[Assignment] This exercise calls for every record to be returned exactly, with pictures removed.

-------

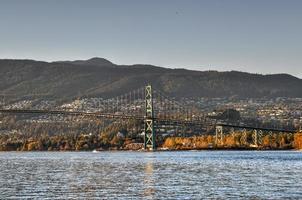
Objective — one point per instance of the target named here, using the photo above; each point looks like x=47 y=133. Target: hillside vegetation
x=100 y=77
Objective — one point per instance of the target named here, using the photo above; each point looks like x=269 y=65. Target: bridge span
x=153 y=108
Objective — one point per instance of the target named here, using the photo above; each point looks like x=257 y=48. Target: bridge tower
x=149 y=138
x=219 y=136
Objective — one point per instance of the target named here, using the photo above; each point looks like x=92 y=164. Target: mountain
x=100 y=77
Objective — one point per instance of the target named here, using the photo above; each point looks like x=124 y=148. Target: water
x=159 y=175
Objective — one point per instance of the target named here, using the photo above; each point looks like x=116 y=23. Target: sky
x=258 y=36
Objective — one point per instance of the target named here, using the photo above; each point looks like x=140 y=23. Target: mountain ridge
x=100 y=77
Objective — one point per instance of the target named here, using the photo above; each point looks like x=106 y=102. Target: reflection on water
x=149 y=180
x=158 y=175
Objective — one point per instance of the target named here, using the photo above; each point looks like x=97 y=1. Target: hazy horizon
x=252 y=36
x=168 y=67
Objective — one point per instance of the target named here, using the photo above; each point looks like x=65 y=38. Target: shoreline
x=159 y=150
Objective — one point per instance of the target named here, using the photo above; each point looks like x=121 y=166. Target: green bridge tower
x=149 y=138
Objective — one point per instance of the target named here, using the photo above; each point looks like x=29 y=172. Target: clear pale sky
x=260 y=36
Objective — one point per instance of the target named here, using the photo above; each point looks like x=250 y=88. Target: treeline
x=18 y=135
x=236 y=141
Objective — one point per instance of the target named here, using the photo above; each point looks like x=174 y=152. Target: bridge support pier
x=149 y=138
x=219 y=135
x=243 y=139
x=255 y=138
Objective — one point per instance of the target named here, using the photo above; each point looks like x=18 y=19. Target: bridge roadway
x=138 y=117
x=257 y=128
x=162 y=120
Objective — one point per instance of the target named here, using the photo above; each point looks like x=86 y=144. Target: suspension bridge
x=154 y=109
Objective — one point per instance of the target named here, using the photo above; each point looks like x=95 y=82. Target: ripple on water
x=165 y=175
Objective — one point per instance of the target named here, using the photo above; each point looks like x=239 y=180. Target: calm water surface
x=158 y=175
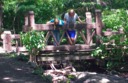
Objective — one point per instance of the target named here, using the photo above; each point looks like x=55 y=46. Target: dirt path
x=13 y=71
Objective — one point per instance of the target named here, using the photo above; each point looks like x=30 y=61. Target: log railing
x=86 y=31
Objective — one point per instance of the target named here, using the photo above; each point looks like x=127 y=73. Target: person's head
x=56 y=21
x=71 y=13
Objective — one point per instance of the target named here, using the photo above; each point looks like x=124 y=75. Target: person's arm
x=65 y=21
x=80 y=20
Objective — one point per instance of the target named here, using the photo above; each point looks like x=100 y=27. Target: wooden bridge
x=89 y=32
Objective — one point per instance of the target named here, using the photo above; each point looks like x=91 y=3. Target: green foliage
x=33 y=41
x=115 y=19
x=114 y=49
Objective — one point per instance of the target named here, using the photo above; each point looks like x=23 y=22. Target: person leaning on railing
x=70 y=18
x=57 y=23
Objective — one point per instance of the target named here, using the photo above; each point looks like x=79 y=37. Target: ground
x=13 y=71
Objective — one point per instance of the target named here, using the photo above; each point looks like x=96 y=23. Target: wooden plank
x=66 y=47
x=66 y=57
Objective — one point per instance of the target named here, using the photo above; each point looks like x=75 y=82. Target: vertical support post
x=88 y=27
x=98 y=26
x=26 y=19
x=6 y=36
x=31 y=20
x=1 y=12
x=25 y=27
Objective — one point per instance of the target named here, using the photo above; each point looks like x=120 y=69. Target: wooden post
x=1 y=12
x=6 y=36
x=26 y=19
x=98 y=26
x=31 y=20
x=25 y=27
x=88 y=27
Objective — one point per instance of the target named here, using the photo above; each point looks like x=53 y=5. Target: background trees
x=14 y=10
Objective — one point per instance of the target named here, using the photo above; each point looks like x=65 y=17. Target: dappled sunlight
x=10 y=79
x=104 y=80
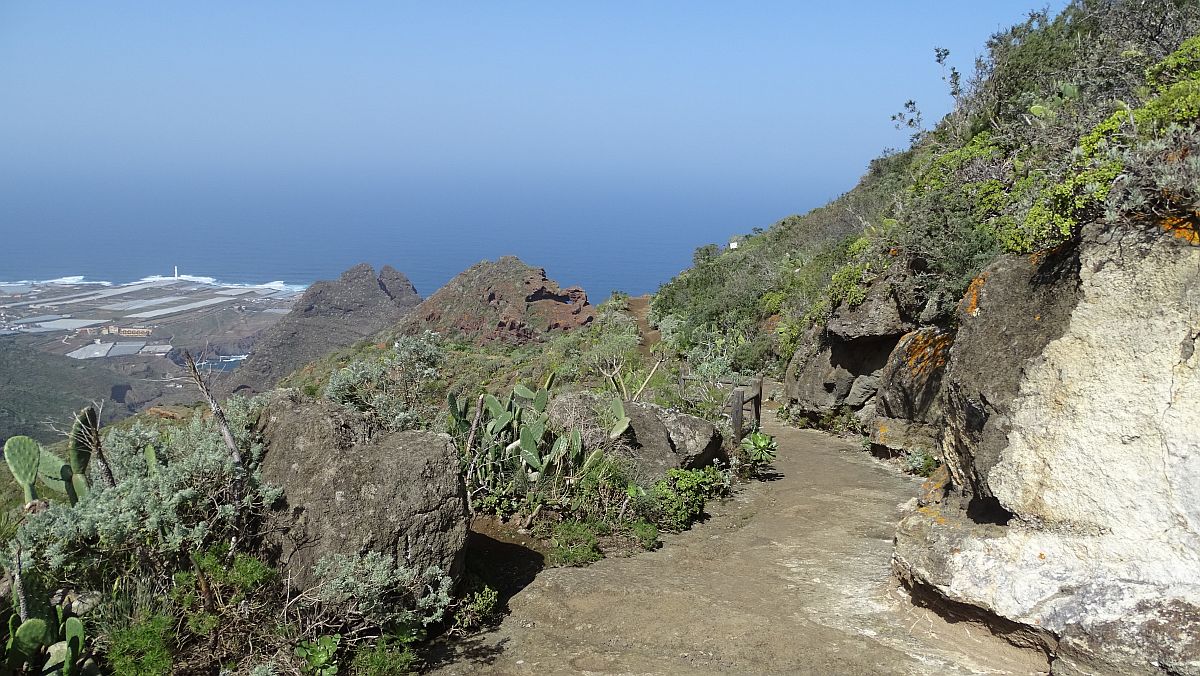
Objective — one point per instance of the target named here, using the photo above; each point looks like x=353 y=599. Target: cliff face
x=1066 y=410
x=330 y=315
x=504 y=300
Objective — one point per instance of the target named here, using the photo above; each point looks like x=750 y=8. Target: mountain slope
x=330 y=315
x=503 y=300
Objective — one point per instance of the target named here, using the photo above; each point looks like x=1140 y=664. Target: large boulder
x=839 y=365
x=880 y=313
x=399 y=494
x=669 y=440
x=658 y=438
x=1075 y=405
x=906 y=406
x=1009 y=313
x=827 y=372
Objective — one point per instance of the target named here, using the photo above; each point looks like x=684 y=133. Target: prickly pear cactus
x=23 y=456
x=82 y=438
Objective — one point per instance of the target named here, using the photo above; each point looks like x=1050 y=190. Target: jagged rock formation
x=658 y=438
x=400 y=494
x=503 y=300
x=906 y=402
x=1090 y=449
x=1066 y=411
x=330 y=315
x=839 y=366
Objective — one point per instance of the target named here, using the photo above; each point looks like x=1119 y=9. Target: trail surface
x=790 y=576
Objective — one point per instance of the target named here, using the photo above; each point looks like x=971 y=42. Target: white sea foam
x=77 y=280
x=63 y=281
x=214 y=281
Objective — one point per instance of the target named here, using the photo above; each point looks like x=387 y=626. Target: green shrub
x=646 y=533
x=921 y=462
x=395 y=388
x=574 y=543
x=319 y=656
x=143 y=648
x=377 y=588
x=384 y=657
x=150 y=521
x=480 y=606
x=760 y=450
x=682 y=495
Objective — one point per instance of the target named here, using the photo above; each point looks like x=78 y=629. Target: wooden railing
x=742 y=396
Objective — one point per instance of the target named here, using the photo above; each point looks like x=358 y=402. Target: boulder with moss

-------

[Task result]
Objective — one point per instance of the target named here, using the photo above; each point looks like x=47 y=133. Target: hillside vegetation
x=100 y=77
Objective — one point per instance of the target named here, using the photo above; each point looks like x=269 y=65. Target: bridge span
x=153 y=108
Objective — one point per instance of the target named here, using the photo above; each point looks like x=257 y=48. Target: bridge tower
x=149 y=138
x=219 y=136
Objective — one point per instance of the target named here, using the photo above; each point looks like x=92 y=164. Target: mountain
x=100 y=77
Objective — one point per instance of the target named here, using the photo above; each point looks like x=124 y=148. Target: water
x=159 y=175
Objective — one point per instance of the target named here, using the photo above; each point looks like x=116 y=23. Target: sky
x=258 y=36
Objective — one point per instance of the target named here, using the photo above; each point looks like x=140 y=23. Target: mountain ridge
x=100 y=77
Objective — one point per instance of the target named here, using the photo above; each point looks like x=106 y=102. Target: reflection on water
x=149 y=180
x=158 y=175
Objective — one point per instance of the target named here, using the photo above; each point looks like x=97 y=1. Target: hazy horizon
x=252 y=36
x=168 y=67
Objective — one point per instance of the target named here, using the photo above; each point looks like x=65 y=38. Target: shoreline
x=159 y=150
Objective — one point per instance of the target named here, using the photo above; each point looks like x=121 y=166. Target: green bridge tower
x=149 y=138
Objective — one point per instance of the target named here, using the photo above; each point looks like x=29 y=172. Target: clear pale sky
x=260 y=36
Objective — one point per instance of the target named here, using the photo above; each point looks like x=250 y=88. Target: treeline
x=18 y=135
x=236 y=141
Objective — one point per instance of the target named here, using the photo above; each point looks like x=174 y=152. Target: bridge support pier
x=149 y=138
x=219 y=135
x=243 y=139
x=255 y=138
Objective — one point per instance of the target named here, using the photo above; each point looks like x=18 y=19. Target: bridge roadway
x=138 y=117
x=257 y=128
x=162 y=120
Objective — one point per instance of the target named here, using the photo above; each point looks like x=86 y=144. Target: suspension bridge
x=154 y=109
Objective — one point per instance of the target named here, using the photo above; each point looks like x=95 y=82. Target: ripple on water
x=165 y=175
Objective — one point per instance of the target named here, using the photo above; each point looks like x=239 y=180. Target: calm water surface
x=158 y=175
Objective — one point per instance of the target named here, using the photo above; each point looks like x=55 y=46. Target: dirt path
x=13 y=71
Objective — one point per instance of the target named here, using the photo above; each point looks like x=30 y=61. Target: log railing
x=86 y=31
Objective — one point per instance of the target named here, using the photo above; each point looks like x=127 y=73. Target: person's head
x=56 y=21
x=71 y=13
Objective — one point per instance of the target named here, using the photo above; each point looks like x=124 y=75. Target: person's arm
x=65 y=21
x=80 y=20
Objective — one point per instance of the target named here, using the photo above; each point looks like x=100 y=27. Target: wooden bridge
x=89 y=32
Objective — one point per instance of the target named here, using the photo above; each point looks like x=91 y=3. Target: green foliage
x=33 y=41
x=115 y=19
x=114 y=49
Objective — one point per instance of the target named here, using the photo above; each point looks like x=23 y=22. Target: person leaning on railing
x=70 y=18
x=57 y=23
Objective — one point per instance of the target named here, using the photo above; each point looks like x=79 y=37. Target: ground
x=13 y=71
Objective — one point per instance of the target named here, using the photo above; each point looks like x=96 y=23. Target: wooden plank
x=66 y=47
x=66 y=57
Objective — one point per instance of the target named here, using the photo above; each point looks like x=75 y=82. Target: vertical support post
x=88 y=27
x=98 y=26
x=26 y=19
x=6 y=36
x=31 y=20
x=1 y=12
x=25 y=27
Objective — one point per instance of the target named here, using the photo above; each point looks like x=120 y=69. Target: wooden post
x=1 y=12
x=6 y=36
x=26 y=19
x=98 y=26
x=31 y=20
x=25 y=27
x=88 y=27
Objective — one point per instance of the target named here, using the photo above; each point looks like x=53 y=5. Target: background trees
x=14 y=10
Objective — one point per instance of the target named here, using the photo above; each point looks like x=65 y=17. Target: dappled sunlight
x=10 y=79
x=104 y=80
Objective — one point per instance of the target named here, using the photo above; each point looks like x=353 y=599. Target: cliff face
x=1066 y=410
x=330 y=315
x=504 y=300
Objective — one point per instance of the target named here, using the photo above; each point looks like x=750 y=8. Target: mountain slope
x=330 y=315
x=503 y=300
Objective — one point per instance of the target named here, using the photo above; each point looks like x=1140 y=664. Target: large boulder
x=839 y=365
x=880 y=313
x=399 y=494
x=669 y=440
x=658 y=438
x=1075 y=405
x=906 y=406
x=1009 y=313
x=827 y=372
Objective — one point per instance of the target named here, using the photo above; each point looks like x=684 y=133. Target: prickly pear cactus
x=23 y=456
x=82 y=438
Objective — one point per instance of the target named here, using the photo above; each point looks like x=1050 y=190. Target: jagged rock formation
x=658 y=438
x=400 y=494
x=503 y=300
x=906 y=402
x=1090 y=449
x=1066 y=411
x=330 y=315
x=839 y=366
Objective — one point per instance of the target named here, using the photo above; each point looks like x=1119 y=9. Target: trail surface
x=790 y=576
Objective — one point per instance of the target named here, using the photo above; each point looks like x=971 y=42. Target: white sea foam
x=77 y=280
x=63 y=281
x=214 y=281
Objective — one point per instance of the target named here, using the photo above; each point looks like x=387 y=626. Target: green shrub
x=646 y=533
x=921 y=462
x=395 y=388
x=574 y=543
x=319 y=656
x=143 y=648
x=377 y=588
x=384 y=657
x=150 y=521
x=480 y=606
x=760 y=450
x=682 y=495
Objective — one point per instance of the target named here, using the photo above; each point looks like x=78 y=629. Target: wooden railing
x=742 y=396
Objective — one point per instance of the target named here, using the photo above; each point looks like x=358 y=402. Target: boulder with moss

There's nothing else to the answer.